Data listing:
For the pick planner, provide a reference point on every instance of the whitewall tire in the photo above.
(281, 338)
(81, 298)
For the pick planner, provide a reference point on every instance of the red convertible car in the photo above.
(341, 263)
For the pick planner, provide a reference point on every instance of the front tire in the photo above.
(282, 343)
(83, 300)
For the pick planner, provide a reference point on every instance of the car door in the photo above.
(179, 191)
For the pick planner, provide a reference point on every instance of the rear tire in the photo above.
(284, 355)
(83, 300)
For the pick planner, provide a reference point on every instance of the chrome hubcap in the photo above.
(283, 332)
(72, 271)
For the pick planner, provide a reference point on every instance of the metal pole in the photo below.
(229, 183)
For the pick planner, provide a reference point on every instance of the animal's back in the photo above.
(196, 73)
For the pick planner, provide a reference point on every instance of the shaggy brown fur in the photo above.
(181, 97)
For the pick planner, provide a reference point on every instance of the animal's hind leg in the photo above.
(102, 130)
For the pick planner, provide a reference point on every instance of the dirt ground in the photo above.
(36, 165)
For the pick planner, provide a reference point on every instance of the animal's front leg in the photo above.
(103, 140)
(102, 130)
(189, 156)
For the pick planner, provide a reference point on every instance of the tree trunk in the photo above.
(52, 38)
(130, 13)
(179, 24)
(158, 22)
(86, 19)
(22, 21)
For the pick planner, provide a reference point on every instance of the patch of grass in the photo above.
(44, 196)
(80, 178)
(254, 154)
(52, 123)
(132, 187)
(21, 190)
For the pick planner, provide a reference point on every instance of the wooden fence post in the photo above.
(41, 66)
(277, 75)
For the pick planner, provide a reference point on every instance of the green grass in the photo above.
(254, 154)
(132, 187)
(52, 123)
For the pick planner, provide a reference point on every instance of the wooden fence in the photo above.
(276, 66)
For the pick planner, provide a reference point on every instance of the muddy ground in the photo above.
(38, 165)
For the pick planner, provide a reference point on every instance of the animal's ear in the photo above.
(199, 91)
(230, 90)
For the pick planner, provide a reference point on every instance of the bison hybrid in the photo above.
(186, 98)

> PROBLEM STATEMENT:
Rewrite the lines from the one containing "ear in the photo above." through the end of the records, inclusive, with "pick planner" replaced by "grasp planner" and nothing else changed.

> ANSWER BELOW:
For the grasp planner, provide a reference point on every instance of the animal's ear in the photo above.
(199, 91)
(230, 90)
For the grasp planner, provide a reference point on every instance of the bison hybrid in the photo above.
(186, 98)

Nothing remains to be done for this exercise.